What you should do
Can you echo the part of the Prader-Willi syndrome text that opens with the words containing "Prader-Willi syndrome is" and closes with "of that condition.", copying it word for word?

Text under study
- Opening Delimiter -

Symptoms of Prader-Willi Syndrome

Here’s a breakdown of the symptoms by a child’s age:

At Birth:

  • Often breech or caesarean births
  • Lethargy
  • Low muscle tone (called hypotonia)
  • Feeding difficulties (due to poor muscle tone affecting sucking reflex)
  • Difficulties establishing respiration
  • Defects in the reproductive system, called hypogonadism


  • Failure to thrive (continued feeding difficulties)
  • Delayed milestones/intellectual delay
  • Excessive sleeping
  • Eyes not properly aligned with each other, called Strabismus
  • Scoliosis (often not detected at birth)


  • Speech delay
  • Poor physical coordination
  • Hyperphagia (over-eating) from age 2 – 4 years. Note change from feeding difficulties in infancy
  • Excessive weight gain

How is PWS diagnosed?

PWS should be considered when presented with a hypotonic newborn. Genetic testing is recommended for an accurate diagnosis.

Prader-Willi syndrome is often misdiagnosed as Down Syndrome, simply because of the relative frequency of Down Syndrome compared to PWS. Also, marked obesity can occur in Down Syndrome due to behavioral issues. Adding to the confusion, parents of children who already carry a diagnosis of Prader-Willi Syndrome may tell friends, family, and even physicians and nurses that their child has Down Syndrome because more people have heard of that condition.

Treatment of Prader-Willi Syndrome

Prader-Willi Syndrome has no cure. However, several treatments are in place to lessen the conditions symptoms.

Growth hormone replacement therapy improves body composition and increases linear height. During infancy, subjects should undergo therapies to improve muscle tone. Speech and occupational therapy are also recommended. During the school years, children benefit from a highly structured learning environment as well as extra help. Throughout their lives, the subjects food should literally be kept under lock and key, since the largest problem associated with the syndrome is severe obesity.

- Closing Delimiter -

Available data
- Opening Delimiter -

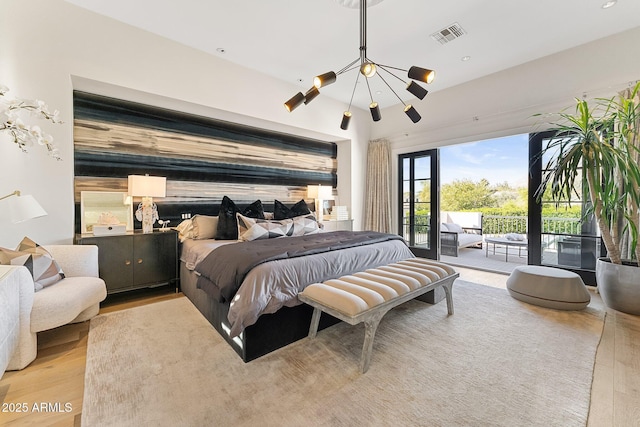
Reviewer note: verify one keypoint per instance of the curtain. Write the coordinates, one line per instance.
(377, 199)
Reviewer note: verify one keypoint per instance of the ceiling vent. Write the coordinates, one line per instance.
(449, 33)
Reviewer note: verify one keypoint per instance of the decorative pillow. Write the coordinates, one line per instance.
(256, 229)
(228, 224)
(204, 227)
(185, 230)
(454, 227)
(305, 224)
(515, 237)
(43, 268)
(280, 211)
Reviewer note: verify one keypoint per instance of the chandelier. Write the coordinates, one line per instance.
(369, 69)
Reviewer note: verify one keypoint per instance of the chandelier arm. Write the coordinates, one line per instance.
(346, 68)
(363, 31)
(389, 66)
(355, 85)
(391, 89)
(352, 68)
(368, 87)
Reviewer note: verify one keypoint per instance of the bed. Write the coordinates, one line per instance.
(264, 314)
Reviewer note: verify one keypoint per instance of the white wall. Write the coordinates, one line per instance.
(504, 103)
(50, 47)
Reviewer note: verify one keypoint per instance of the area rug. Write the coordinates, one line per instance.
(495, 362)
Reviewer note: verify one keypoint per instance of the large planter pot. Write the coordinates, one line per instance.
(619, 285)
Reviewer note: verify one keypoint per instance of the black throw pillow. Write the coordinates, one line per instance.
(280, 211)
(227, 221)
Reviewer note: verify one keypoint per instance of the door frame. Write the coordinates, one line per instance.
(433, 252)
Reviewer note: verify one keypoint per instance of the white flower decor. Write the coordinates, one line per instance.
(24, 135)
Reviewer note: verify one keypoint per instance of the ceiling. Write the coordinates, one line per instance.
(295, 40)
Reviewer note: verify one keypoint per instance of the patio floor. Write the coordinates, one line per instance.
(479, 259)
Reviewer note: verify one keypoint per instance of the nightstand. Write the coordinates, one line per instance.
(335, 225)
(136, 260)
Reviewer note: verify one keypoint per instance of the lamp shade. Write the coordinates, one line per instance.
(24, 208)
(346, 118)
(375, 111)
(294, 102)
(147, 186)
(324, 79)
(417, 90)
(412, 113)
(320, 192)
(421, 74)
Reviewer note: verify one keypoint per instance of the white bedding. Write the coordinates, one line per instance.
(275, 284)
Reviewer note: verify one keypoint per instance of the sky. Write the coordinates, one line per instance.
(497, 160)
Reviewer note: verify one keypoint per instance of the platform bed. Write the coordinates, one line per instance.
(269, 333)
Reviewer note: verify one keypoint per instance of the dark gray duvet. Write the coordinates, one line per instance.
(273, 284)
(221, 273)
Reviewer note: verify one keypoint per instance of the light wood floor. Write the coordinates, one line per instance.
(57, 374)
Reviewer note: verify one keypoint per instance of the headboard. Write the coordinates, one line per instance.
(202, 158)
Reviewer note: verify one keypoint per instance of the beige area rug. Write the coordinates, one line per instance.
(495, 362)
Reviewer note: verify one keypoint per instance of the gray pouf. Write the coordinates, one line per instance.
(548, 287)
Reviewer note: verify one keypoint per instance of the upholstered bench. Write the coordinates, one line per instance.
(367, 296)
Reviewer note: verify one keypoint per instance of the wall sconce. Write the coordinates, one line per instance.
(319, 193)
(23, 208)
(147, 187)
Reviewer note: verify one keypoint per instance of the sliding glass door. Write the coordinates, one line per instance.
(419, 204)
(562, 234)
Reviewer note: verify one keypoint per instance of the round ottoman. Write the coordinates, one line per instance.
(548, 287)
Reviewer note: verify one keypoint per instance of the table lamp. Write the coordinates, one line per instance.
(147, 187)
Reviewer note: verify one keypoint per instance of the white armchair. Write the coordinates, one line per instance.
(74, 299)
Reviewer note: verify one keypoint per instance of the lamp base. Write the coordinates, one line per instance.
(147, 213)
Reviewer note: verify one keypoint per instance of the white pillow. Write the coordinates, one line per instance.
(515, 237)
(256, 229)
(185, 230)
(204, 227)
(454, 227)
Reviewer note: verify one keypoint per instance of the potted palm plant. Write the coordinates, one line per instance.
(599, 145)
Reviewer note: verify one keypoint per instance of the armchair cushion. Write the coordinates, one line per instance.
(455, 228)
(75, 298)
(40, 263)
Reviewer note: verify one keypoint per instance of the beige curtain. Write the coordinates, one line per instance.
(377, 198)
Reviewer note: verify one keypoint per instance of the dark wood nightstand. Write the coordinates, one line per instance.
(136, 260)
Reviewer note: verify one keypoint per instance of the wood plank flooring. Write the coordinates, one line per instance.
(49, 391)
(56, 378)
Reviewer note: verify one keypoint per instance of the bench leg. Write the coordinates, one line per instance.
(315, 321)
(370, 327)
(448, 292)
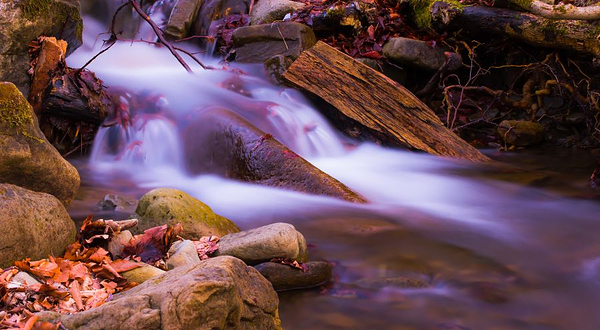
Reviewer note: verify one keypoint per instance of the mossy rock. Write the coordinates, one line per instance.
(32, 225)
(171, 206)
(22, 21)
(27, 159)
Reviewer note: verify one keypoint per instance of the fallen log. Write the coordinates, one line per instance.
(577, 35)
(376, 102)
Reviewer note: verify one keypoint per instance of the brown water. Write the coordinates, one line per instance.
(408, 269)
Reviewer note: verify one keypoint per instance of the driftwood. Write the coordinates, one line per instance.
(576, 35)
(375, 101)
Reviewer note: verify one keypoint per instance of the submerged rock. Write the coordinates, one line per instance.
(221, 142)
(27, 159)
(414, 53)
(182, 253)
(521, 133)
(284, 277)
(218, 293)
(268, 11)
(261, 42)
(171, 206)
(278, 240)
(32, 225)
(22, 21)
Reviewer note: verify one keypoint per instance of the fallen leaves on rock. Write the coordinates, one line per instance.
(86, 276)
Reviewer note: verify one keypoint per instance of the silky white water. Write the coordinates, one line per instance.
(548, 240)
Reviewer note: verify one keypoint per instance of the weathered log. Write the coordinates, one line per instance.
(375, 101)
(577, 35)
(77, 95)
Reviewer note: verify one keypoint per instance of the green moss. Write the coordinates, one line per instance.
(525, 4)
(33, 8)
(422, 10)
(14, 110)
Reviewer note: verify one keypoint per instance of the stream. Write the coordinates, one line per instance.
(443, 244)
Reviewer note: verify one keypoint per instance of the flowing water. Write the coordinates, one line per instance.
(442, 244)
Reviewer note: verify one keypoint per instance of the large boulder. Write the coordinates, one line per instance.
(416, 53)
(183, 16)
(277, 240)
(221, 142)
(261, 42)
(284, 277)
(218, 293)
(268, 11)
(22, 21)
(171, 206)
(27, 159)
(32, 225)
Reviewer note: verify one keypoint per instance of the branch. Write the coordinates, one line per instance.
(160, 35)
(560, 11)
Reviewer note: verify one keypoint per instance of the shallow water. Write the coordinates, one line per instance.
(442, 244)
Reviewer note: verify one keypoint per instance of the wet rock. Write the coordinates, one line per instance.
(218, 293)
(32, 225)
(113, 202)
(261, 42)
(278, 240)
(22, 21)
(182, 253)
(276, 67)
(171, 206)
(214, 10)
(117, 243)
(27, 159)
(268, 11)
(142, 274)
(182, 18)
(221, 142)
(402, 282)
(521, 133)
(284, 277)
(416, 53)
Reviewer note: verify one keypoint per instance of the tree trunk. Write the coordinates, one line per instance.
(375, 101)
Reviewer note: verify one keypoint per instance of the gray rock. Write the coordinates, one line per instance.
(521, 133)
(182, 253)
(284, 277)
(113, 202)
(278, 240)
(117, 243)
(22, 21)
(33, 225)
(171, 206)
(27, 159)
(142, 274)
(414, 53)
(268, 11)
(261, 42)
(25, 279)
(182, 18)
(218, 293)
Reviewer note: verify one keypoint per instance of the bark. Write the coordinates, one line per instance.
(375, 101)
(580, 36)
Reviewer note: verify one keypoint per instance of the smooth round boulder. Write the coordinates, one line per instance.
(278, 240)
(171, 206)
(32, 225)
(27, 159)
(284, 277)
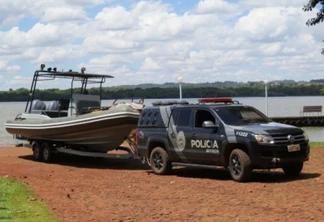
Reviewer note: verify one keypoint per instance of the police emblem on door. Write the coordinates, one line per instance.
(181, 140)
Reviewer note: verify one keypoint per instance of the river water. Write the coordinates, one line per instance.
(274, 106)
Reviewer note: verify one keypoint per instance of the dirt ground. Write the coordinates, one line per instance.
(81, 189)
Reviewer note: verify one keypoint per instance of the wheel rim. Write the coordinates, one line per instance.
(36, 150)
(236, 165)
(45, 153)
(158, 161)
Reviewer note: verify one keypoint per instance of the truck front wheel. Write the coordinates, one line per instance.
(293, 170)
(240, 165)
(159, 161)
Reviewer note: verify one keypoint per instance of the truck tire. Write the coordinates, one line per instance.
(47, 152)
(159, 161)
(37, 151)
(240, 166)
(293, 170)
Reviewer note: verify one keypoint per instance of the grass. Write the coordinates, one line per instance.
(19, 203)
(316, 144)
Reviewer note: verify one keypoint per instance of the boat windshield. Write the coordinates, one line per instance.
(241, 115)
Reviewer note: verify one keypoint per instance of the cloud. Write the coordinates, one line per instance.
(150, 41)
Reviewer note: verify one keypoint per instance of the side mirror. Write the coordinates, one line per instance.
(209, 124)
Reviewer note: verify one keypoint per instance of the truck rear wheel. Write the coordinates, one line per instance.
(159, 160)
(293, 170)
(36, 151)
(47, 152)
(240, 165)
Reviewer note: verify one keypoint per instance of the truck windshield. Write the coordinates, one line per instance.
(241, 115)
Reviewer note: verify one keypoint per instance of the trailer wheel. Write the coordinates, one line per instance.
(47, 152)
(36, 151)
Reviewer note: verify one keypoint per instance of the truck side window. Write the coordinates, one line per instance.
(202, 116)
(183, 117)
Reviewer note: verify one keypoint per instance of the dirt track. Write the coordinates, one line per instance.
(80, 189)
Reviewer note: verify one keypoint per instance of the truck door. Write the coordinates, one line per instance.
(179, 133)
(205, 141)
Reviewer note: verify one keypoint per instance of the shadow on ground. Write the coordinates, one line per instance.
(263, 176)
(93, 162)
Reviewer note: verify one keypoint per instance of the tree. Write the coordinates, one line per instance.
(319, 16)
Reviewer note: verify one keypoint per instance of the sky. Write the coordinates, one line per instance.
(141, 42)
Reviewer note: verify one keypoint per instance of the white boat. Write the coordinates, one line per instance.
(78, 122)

- Closing Delimiter -
- Opening Delimiter -

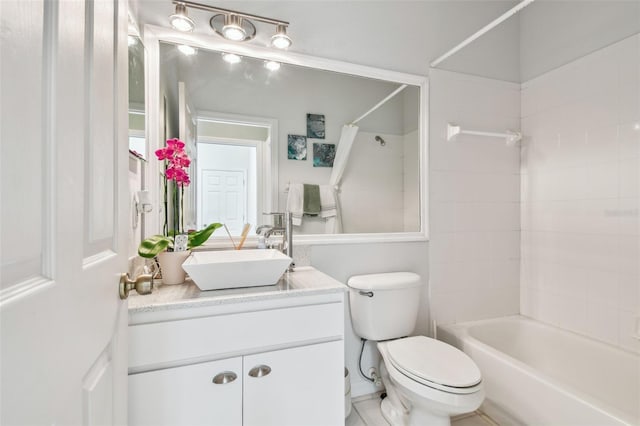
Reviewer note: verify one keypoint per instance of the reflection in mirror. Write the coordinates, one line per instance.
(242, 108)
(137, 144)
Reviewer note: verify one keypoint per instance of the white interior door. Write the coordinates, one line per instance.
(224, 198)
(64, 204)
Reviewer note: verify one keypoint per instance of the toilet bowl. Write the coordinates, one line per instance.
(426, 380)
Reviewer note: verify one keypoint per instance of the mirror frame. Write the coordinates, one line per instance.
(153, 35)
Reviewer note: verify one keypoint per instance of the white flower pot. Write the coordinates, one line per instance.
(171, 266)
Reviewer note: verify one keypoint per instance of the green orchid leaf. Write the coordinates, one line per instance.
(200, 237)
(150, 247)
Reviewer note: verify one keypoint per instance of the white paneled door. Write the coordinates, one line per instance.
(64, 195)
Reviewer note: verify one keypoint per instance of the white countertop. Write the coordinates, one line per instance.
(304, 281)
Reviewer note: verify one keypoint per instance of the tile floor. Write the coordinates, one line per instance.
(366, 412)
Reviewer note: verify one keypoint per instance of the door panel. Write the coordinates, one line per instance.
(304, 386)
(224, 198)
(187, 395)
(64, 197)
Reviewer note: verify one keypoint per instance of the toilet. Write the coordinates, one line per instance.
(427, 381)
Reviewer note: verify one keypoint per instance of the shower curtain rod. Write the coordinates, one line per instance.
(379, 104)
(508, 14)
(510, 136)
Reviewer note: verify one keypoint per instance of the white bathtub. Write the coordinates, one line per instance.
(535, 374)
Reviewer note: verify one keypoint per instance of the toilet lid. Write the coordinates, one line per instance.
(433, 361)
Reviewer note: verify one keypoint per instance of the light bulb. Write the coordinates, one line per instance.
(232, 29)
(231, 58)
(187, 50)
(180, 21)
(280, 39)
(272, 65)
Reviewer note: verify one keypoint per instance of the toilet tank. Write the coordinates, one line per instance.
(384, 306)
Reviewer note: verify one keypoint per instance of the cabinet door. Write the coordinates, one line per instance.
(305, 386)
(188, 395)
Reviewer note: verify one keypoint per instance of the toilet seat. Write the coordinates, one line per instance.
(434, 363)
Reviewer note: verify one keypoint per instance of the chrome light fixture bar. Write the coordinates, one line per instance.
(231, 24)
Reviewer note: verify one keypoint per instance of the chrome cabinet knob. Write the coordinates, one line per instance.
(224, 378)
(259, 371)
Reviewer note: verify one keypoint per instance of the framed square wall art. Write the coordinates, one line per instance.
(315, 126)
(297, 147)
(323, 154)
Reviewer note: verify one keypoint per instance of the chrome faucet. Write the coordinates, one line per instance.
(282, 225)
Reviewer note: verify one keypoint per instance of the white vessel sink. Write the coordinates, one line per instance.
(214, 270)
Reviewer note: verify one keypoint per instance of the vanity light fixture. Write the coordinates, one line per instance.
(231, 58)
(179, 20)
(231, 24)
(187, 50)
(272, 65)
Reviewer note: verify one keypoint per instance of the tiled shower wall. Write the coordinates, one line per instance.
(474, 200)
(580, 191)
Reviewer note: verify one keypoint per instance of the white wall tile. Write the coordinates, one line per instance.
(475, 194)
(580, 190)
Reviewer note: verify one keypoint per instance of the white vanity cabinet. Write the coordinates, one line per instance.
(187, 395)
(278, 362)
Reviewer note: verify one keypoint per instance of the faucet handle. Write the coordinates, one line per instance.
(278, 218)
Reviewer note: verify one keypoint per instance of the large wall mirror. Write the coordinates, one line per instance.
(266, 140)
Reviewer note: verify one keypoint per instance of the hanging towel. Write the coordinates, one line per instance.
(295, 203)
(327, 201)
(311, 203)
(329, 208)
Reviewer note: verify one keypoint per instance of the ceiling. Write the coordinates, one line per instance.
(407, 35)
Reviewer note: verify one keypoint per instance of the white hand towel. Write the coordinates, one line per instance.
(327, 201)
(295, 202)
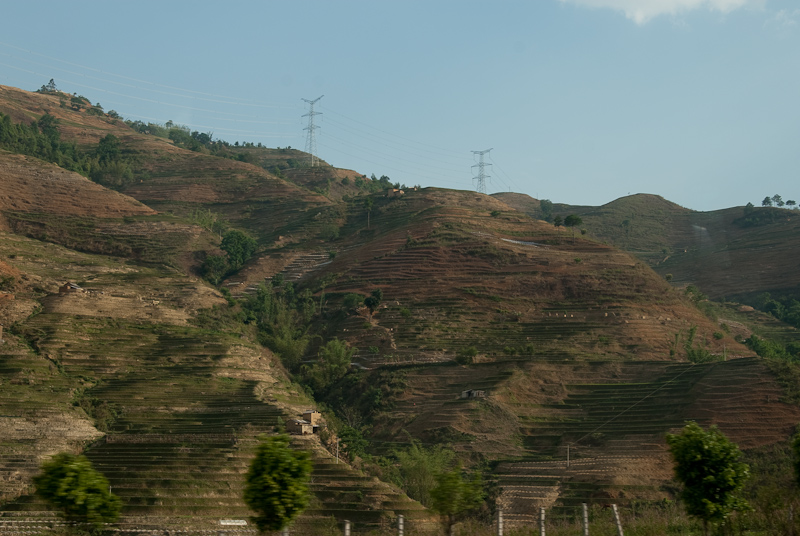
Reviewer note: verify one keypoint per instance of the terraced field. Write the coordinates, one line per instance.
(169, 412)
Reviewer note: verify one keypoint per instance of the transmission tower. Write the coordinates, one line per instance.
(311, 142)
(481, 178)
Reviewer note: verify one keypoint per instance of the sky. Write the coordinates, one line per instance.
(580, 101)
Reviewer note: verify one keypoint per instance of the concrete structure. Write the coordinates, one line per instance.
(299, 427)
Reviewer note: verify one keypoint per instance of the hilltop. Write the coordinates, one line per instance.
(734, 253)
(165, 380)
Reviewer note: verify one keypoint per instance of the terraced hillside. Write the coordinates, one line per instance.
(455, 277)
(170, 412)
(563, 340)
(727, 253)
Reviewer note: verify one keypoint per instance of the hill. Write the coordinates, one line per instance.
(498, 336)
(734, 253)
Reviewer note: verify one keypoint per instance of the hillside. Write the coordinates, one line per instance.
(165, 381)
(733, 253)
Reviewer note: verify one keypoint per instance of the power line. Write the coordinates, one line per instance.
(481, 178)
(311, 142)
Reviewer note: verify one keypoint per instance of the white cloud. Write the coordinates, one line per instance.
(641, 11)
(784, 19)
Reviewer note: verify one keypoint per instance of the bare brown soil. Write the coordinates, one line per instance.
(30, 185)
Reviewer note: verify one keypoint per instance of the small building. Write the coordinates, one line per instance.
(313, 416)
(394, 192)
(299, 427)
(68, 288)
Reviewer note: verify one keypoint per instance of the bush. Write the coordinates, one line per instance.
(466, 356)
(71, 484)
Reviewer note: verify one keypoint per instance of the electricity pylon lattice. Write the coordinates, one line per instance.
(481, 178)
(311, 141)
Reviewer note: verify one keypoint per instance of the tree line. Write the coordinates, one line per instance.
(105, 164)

- Closing Delimiter -

Solution for this problem
Prader-Willi syndrome is often misdiagnosed as Down Syndrome, simply because of the relative frequency of Down Syndrome compared to PWS. Also, marked obesity can occur in Down Syndrome due to behavioral issues. Adding to the confusion, parents of children who already carry a diagnosis of Prader-Willi Syndrome may tell friends, family, and even physicians and nurses that their child has Down Syndrome because more people have heard of that condition.